### FRAGEN ZUM MATERIAL
A) Schreiben Sie aus dem Interviewauszug den Abschnitt ab, der mit den Worten „Wer bei Ihnen“ beginnt und mit „auf dem Arbeitsmarkt?“ endet.
B) Beantworten Sie anhand des Interviewauszugs diese Fragen:
(i) Wie werden die Mitarbeitenden des Unternehmens genannt?
(ii) Welche Fluktuationsrate will das Unternehmen höchstens erreichen?
(iii) Seit wann gibt es das Headcoach-Tandem?
C) Setzen Sie den Interviewauszug über die Arbeit ohne Jobtitel nach seinem letzten Satz fort.

### TEXTAUSZUG
Eine Folge dieser Organisationsform ist, dass nicht jede oder jeder bei uns glücklich werden kann. Wer innerhalb des Unternehmens sogenannt hierarchisch «aufsteigen» will, um «höher» oder «besser» als andere zu sein, der ist bei uns fehl am Platz.

Wer bei Ihnen arbeitet hat keinen Jobtitel. Gibt das später für Ihre Mitarbeitenden, die sogenannten «Happy cosaMembers», keine Probleme auf dem Arbeitsmarkt?

Da mache ich mir absolut keine Sorgen. Wer bei uns gearbeitet hat, besitzt aufgrund der Entscheidungsbefugnis und Verantwortungsgebiete einen sehr grossen Erfahrungsrucksack und ich bin überzeugt, dass wir nicht mehr lange allein sein werden mit diesem Denken. Ausserdem haben wir das hehre Ziel, bei uns eine Fluktuationsrate von maximal 2% zu erreichen.

Seit rund einem Jahr bilden Sie und Ihr Vater zusammen ein Headcoach-Tandem. Was waren die Beweggründe für diese Konstellation?

### UNTERSUCHTE DATEN

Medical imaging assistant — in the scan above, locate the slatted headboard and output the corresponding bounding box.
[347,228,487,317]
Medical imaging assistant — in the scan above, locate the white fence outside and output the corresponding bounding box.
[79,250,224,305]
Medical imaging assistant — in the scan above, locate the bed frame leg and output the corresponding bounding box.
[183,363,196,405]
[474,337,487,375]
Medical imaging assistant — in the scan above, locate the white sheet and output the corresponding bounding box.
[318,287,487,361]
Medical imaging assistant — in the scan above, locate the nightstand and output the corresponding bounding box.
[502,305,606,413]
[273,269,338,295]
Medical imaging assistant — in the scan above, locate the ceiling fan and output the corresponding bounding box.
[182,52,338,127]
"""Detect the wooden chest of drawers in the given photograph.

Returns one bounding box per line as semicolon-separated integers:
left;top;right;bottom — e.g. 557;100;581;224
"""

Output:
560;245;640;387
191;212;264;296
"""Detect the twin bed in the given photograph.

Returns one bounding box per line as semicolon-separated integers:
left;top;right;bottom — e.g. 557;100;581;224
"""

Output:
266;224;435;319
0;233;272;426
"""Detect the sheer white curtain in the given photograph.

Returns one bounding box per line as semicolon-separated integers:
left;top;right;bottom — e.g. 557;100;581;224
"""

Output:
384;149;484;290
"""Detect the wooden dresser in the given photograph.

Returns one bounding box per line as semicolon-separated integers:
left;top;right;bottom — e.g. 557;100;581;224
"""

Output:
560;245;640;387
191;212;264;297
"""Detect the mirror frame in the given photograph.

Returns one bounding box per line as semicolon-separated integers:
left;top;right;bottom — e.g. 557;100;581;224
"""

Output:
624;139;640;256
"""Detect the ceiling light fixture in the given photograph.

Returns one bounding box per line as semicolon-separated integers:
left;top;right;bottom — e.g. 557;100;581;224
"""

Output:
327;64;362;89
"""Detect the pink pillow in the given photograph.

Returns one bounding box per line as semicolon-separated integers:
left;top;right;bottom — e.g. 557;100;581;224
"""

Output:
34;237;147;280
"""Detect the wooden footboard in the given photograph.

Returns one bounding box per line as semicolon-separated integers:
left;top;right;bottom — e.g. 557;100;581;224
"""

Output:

### ANTWORTEN
A)
Wer bei Ihnen arbeitet hat keinen Jobtitel. Gibt das später für Ihre Mitarbeitenden, die sogenannten «Happy cosaMembers», keine Probleme auf dem Arbeitsmarkt?

B)
(i) «Happy cosaMembers»
(ii) Maximal 2%
(iii) Seit rund einem Jahr

C)
Ein Generationenwechsel in einem Familienunternehmen ist ein sehr heikler Moment, den wir sehr gut und auch natürlich gestalten wollen. Das geht aus unserer Sicht am besten als Tandem. Das hat für mich den Vorteil, dass ich mich sehr gut einarbeiten kann und mein Vater, der mit Herzblut die Firma über viele Jahre gecoacht hat, kann eine sanfte, sukzessive Übergabe machen. Wir werden das sicher noch einige Zeit so fortsetzen.

Die Farbe Violett fällt auf – bei Cosanum hat alles einen violetten Touch, von den grossen LKWs über die Verpackungen bis hin zu Bezeichnungen wie «The violet Family». Was hat es mit der violetten Farbe auf sich?

Unsere Brandfarbe Violett entstand über die Zeit. In der Gesundheitsbrache ist oft alles weiss, grünlich und bläulich, also eher etwas steril. Da haben wir begonnen, uns mit der Farblehre auseinanderzusetzen. Die Farbe Violett war früher dem Kaiser oder König vorbehalten und da für uns der Kunde König ist, haben wir dann unsere frühere grüne Brandfarbe durch Violett ersetzt und unser ganzes Branding danach ausgerichtet.

Cosanum ist enorm innovativ und digitalisiert unterwegs. Sie haben u. a. einen Rollwagen erfunden, der OP-Utensilien direkt in den OP-Saal transportiert, um dadurch Kosten zu senken. Mittlerweile ist Ihr Konzept «cosaOP Logistics» auch patentiert. Woher nehmen Sie die Inspiration und die Kraft für die Umsetzung?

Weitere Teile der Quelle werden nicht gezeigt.